Brief: Your reply should set down word for word each line below from the one with "of the crowd" through the final line, both included, but none of the pictures.

Data records:
● ● ●

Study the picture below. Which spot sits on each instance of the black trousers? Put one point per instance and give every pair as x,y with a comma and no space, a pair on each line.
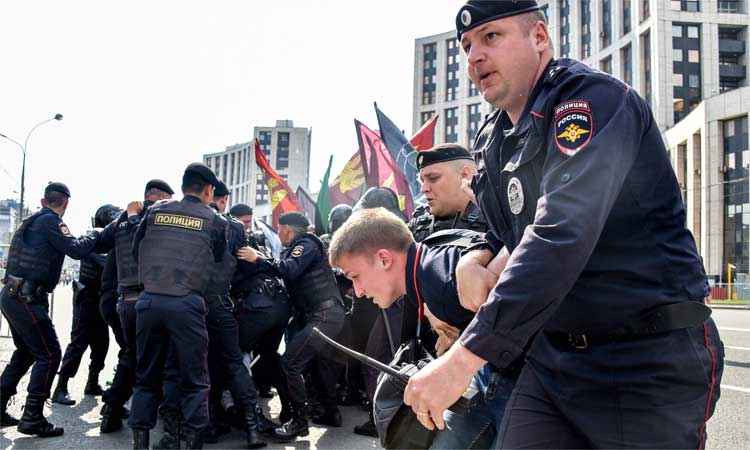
36,345
653,392
89,330
303,348
163,321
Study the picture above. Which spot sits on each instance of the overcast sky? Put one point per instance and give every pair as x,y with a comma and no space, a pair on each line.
147,87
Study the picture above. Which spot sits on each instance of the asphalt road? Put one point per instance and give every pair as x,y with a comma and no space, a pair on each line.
728,429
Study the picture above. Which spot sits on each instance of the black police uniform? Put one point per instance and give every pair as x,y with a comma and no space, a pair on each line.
602,271
36,255
176,245
316,298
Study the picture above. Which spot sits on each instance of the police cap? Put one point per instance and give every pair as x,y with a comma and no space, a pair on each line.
478,12
294,219
221,190
442,153
56,187
200,171
240,210
160,185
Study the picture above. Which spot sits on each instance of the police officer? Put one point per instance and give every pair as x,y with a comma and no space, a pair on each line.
317,301
604,285
35,260
176,245
119,236
89,328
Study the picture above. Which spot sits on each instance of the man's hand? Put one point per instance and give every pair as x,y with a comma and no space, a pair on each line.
134,208
440,384
247,254
474,280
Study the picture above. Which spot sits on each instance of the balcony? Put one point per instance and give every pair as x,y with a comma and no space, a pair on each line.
735,71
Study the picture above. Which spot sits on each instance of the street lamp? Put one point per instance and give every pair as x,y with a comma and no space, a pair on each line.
24,147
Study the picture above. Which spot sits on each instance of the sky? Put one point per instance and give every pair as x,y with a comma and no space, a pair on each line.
146,87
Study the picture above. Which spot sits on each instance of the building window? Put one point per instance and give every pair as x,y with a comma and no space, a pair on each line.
282,151
429,73
585,29
474,120
606,32
451,125
646,64
626,55
626,25
737,201
686,5
686,43
564,28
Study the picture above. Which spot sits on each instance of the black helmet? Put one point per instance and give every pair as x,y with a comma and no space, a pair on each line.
104,215
339,214
380,197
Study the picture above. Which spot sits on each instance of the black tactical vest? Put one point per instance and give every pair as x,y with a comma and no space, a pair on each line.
33,263
318,284
176,253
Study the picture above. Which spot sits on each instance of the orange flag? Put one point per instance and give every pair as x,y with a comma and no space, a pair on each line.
282,197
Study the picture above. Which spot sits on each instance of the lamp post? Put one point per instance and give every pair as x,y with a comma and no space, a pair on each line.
24,147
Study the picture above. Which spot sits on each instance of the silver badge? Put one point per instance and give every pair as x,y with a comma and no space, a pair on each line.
515,196
466,17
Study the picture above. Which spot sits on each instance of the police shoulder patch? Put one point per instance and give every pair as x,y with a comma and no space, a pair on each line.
574,126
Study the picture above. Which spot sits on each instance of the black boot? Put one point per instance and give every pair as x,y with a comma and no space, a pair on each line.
92,385
297,426
33,421
111,418
194,441
331,416
252,429
6,420
61,394
140,439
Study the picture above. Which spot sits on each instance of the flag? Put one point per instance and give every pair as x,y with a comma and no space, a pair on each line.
401,151
324,198
424,139
350,184
282,197
380,168
310,209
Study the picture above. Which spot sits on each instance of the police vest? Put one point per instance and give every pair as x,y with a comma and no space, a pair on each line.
176,253
316,285
33,263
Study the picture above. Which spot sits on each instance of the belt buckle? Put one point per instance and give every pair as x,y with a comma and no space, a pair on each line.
578,341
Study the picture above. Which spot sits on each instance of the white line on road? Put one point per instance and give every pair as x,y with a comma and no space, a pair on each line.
735,388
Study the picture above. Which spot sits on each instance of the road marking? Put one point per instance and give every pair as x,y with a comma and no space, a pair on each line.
735,388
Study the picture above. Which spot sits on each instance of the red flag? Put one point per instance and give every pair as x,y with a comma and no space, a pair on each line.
282,197
380,169
425,137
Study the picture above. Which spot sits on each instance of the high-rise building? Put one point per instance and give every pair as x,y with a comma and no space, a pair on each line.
687,58
288,150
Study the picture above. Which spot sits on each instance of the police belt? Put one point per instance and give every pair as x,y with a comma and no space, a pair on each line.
675,316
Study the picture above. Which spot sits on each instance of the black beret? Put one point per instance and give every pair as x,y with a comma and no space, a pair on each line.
442,153
56,187
478,12
201,171
221,190
295,219
160,185
240,210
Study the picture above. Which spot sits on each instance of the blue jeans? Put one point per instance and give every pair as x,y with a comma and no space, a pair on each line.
478,427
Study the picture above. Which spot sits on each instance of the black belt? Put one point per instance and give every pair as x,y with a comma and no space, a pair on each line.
675,316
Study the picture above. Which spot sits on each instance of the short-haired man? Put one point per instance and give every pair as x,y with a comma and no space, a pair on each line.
603,292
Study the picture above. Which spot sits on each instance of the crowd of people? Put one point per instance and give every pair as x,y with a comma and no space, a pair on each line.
546,295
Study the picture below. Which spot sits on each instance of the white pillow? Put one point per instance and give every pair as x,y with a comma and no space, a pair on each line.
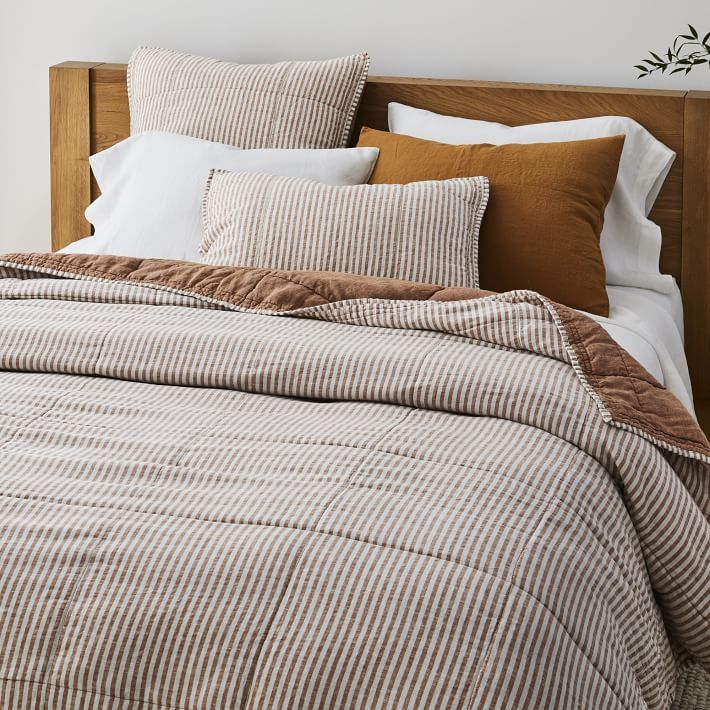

● ● ●

Task output:
Study the picture above. Which spot sits on each instance of the crowd of people? Put one point per instance and give every pair as x,y with a comma and no space, a pair on each line.
546,295
Study the picture below. Which spot sits on each instance of the white pillow? Put one point per instance and give every pair as x,y with a comma and no space, a pair on each line.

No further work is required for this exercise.